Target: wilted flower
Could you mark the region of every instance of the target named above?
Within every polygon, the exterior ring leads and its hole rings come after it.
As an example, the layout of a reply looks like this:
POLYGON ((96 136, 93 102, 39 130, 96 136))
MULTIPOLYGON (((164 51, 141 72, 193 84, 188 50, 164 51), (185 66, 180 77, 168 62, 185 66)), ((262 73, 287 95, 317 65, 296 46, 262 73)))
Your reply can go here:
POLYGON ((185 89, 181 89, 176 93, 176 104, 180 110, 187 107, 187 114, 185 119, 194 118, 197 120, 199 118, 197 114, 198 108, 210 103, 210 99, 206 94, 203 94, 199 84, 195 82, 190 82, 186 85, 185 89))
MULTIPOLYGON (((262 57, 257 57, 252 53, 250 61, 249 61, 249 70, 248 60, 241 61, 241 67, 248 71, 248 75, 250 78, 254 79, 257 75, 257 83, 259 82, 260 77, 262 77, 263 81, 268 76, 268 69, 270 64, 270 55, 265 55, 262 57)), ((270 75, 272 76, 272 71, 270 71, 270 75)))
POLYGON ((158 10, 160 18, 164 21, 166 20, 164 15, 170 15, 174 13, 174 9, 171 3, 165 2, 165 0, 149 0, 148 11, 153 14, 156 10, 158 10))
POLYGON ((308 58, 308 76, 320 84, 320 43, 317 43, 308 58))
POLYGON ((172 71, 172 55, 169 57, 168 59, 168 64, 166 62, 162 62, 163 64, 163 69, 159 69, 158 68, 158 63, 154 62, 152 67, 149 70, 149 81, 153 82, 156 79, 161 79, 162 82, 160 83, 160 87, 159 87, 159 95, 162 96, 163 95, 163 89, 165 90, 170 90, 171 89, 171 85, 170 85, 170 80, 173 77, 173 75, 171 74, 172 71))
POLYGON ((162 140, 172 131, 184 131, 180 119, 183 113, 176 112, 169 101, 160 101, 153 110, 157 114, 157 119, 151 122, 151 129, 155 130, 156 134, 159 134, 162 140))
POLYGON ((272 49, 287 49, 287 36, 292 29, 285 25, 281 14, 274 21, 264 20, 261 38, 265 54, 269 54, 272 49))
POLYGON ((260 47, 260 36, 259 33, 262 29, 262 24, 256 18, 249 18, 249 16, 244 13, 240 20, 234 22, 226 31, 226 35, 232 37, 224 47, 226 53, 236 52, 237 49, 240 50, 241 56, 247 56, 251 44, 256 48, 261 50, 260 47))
-------
* [What to produce]:
Write out the entries above word for word.

* [Written response]:
Target: wilted flower
Could you mark the region of every instance of the target named above?
Within every polygon, the exterior ring leads and its hole rings come after it.
As an example, the layout of a reply looks like this:
POLYGON ((96 136, 93 102, 39 130, 96 136))
MULTIPOLYGON (((164 51, 141 72, 193 84, 188 50, 164 51), (185 66, 180 77, 168 62, 185 66)), ((262 73, 287 95, 317 65, 296 46, 262 73)))
Your reply can go here:
POLYGON ((185 89, 181 89, 176 93, 176 104, 180 110, 187 107, 187 114, 185 119, 194 118, 197 120, 199 118, 197 114, 198 108, 210 103, 210 99, 206 94, 203 94, 199 84, 195 82, 190 82, 186 85, 185 89))
MULTIPOLYGON (((262 57, 257 57, 252 53, 250 61, 249 61, 249 70, 248 60, 241 61, 241 67, 248 71, 248 75, 250 78, 254 79, 257 75, 257 83, 259 82, 260 77, 262 77, 263 81, 268 76, 268 69, 270 64, 270 55, 265 55, 262 57)), ((270 75, 272 76, 272 71, 270 71, 270 75)))
POLYGON ((158 10, 160 18, 164 21, 166 20, 164 15, 170 15, 174 13, 174 9, 171 3, 165 2, 165 0, 149 0, 148 11, 153 14, 156 10, 158 10))
POLYGON ((308 58, 308 76, 320 84, 320 43, 317 43, 308 58))
POLYGON ((172 71, 172 55, 169 57, 168 59, 168 64, 166 62, 162 62, 163 64, 163 69, 159 69, 158 68, 158 63, 154 62, 152 67, 149 70, 149 81, 153 82, 156 79, 161 79, 162 82, 160 83, 160 87, 159 87, 159 95, 162 96, 163 95, 163 89, 165 90, 170 90, 171 89, 171 85, 170 85, 170 80, 173 77, 173 75, 171 74, 172 71))
POLYGON ((162 140, 172 131, 184 131, 180 119, 183 113, 176 112, 169 101, 160 101, 153 110, 157 114, 157 119, 151 122, 151 129, 155 130, 156 134, 159 134, 162 140))
POLYGON ((272 49, 287 49, 287 36, 292 29, 285 25, 281 14, 274 21, 264 20, 261 38, 265 54, 269 54, 272 49))
POLYGON ((260 47, 260 36, 259 33, 262 29, 262 24, 256 18, 249 18, 249 16, 244 13, 240 20, 234 22, 226 31, 226 35, 232 37, 224 47, 226 53, 236 52, 237 49, 240 50, 241 56, 247 56, 251 44, 256 48, 261 50, 260 47))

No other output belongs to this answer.